Set tasks:
1. In the SSDFS discussion, what output was used to estimate write amplification and lifetime prolongation?
2. Write the next part of the SSDFS discussion, picking up right after its final sentence.

-- BEGIN Supplied passage --

Stefan Hajnoczi Feb. 27, 2023, 1:53 p.m. UTC | #1

> Benchmarking results show that SSDFS is capable:

Is there performance data showing IOPS?

These comparisions include file systems that don't support zoned devices
natively, maybe that's why IOPS comparisons cannot be made?

> (3) decrease the write amplification factor compared with:
>     1.3x - 116x (ext4),
>     14x - 42x (xfs),
>     6x - 9x (btrfs),
>     1.5x - 50x (f2fs),
>     1.2x - 20x (nilfs2);
> (4) prolong SSD lifetime compared with:

Is this measuring how many times blocks are erased? I guess this
measurement includes the background I/O from ssdfs migration and moving?

>     1.4x - 7.8x (ext4),
>     15x - 60x (xfs),
>     6x - 12x (btrfs),
>     1.5x - 7x (f2fs),
>     1x - 4.6x (nilfs2).

Thanks,
Stefan

Viacheslav A.Dubeyko Feb. 27, 2023, 10:59 p.m. UTC | #2

> On Feb 27, 2023, at 5:53 AM, Stefan Hajnoczi <stefanha@redhat.com> wrote:
> 
>> Benchmarking results show that SSDFS is capable:
> 
> Is there performance data showing IOPS?
> 

Yeah, I completely see your point. :) Everybody would like to see the performance
estimation. My first goal was to check how SSDFS can prolong SSD lifetime and
decrease write amplification. So, I used blktrace output to estimate the write
amplification factor, lifetime prolongation and compare various file systems.
Also, blktrace output contains timestamps information. And I realized during
comparison of timestamps that, currently, policy of distribution of offset translation table
among logs affects read performance of SSDFS file system. So, if I compare the whole
cycle between mount and unmount (read + write I/O), then I can see that SSDFS can be
faster than NILFS2, XFS but slower than ext4, btrfs, F2FS. However, write I/O path
should be faster because SSDFS can decrease the amount of write I/O requests.

-- END Supplied passage --
-- BEGIN Provided data --

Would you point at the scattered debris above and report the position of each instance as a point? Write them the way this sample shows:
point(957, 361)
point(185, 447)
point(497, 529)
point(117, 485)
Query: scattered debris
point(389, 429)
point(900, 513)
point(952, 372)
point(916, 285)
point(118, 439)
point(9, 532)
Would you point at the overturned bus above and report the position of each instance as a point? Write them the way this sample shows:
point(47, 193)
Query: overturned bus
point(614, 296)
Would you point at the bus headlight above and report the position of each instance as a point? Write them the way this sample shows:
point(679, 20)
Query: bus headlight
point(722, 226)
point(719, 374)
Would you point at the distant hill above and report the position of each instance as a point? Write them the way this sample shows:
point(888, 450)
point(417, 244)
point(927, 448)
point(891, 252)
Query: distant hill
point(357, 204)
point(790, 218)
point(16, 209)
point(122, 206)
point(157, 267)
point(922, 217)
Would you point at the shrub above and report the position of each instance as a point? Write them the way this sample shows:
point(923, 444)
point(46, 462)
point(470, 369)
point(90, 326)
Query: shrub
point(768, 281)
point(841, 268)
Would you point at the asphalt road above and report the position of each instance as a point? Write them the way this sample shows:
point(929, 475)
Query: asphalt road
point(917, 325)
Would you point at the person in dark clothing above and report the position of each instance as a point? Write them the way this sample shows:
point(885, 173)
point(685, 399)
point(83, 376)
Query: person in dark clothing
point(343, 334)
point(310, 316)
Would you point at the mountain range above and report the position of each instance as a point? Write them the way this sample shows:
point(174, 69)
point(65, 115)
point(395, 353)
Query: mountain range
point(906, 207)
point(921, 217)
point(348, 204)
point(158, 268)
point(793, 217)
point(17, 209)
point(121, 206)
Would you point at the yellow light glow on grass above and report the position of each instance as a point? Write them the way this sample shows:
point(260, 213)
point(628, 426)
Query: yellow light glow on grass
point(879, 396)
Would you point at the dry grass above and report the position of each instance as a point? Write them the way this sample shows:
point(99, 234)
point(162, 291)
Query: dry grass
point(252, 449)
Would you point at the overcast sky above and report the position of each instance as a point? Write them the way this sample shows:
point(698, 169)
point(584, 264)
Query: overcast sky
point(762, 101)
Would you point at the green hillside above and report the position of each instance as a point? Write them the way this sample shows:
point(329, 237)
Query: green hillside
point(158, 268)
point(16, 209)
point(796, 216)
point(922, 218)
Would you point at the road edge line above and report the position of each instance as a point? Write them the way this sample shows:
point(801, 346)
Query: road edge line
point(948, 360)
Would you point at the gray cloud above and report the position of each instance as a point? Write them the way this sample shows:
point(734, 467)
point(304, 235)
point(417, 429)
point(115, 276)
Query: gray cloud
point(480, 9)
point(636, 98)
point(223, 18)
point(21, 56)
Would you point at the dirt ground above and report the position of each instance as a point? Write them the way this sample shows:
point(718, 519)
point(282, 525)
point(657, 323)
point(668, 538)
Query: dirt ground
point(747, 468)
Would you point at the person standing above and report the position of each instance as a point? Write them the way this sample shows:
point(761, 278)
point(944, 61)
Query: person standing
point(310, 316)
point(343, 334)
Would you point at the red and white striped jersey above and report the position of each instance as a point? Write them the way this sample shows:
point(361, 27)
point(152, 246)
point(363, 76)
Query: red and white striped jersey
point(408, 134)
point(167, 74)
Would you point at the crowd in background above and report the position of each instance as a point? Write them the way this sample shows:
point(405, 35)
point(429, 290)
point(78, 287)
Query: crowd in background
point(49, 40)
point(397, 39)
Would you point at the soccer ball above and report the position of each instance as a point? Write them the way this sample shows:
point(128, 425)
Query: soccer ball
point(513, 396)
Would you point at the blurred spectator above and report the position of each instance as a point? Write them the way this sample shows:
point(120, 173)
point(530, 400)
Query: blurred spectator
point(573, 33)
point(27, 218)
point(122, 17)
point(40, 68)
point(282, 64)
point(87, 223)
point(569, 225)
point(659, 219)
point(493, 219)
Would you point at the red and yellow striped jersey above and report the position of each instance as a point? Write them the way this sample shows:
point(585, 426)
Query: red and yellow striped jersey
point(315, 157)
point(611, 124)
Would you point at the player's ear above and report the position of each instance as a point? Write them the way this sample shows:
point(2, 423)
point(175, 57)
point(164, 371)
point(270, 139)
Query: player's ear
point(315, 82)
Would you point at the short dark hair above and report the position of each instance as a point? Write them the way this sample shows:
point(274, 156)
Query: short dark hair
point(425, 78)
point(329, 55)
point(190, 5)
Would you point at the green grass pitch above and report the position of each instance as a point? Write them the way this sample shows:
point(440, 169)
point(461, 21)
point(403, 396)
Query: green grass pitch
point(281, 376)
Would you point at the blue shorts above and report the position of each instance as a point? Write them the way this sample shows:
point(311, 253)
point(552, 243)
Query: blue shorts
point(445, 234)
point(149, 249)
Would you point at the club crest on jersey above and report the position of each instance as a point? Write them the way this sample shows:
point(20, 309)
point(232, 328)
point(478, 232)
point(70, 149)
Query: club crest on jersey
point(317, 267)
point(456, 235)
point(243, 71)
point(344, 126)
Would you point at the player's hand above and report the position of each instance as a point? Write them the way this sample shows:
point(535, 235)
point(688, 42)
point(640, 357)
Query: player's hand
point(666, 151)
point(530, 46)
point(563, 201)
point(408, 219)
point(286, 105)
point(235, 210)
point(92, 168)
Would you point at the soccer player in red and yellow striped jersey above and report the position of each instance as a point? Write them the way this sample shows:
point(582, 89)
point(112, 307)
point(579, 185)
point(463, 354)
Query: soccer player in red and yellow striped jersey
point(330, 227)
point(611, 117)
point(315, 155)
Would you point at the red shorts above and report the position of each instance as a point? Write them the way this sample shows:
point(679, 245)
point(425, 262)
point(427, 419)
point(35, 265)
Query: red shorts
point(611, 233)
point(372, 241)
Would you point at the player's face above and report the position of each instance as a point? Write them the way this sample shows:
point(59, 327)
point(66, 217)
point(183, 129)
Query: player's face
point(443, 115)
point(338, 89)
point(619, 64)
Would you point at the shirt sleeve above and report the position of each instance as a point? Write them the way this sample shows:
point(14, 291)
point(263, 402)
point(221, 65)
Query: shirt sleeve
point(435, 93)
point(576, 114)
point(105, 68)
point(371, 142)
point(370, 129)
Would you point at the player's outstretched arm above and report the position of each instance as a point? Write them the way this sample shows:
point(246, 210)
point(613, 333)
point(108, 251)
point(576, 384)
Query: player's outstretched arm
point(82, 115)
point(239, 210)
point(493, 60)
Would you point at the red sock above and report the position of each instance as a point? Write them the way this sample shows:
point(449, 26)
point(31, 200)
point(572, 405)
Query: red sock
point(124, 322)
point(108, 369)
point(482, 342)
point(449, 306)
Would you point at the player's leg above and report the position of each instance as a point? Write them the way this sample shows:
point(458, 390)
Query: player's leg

-- END Provided data --

Results in order:
1. blktrace output.

2.
I am changing the offset translation table’s distribution policy (patch is under testing) and
I expect to improve the SSDFS read performance significantly. So, performance
benchmarking will make sense after this fix.

> These comparisions include file systems that don't support zoned devices
> natively, maybe that's why IOPS comparisons cannot be made?
> 

Performance comparison can be made for conventional SSD devices.
Of course, ZNS SSD has some peculiarities (limited number of open/active
zones, zone size, write pointer, strict append-only mode) and it requires
fair comparison. Because, these peculiarities/restrictions can as help as
make life more difficult. However, even if we can compare file systems for
the same type of storage device, then various configuration options
(logical block size, erase block size, segment size, and so on) or particular
workload can significantly change a file system behavior. It’s always not so
easy statement that this file system faster than another one.

>> (3) decrease the write amplification factor compared with:
>>    1.3x - 116x (ext4),
>>    14x - 42x (xfs),
>>    6x - 9x (btrfs),
>>    1.5x - 50x (f2fs),
>>    1.2x - 20x (nilfs2);
>> (4) prolong SSD lifetime compared with:
> 
> Is this measuring how many times blocks are erased? I guess this
> measurement includes the background I/O from ssdfs migration and moving?
> 

So, first of all, I need to explain the testing methodology. Testing included:
(1) create file (empty, 64 bytes, 16K, 100K), (2) update file, (3) delete file.
Every particular test-case is executed as multiple mount/unmount operations
sequence. For example, total number of file creation operations were 1000 and
10000, but one mount cycle included 10, 100, or 1000 file creation, file update,
or file delete operations. Finally, file system must flush all dirty metadata and
user data during unmount operation.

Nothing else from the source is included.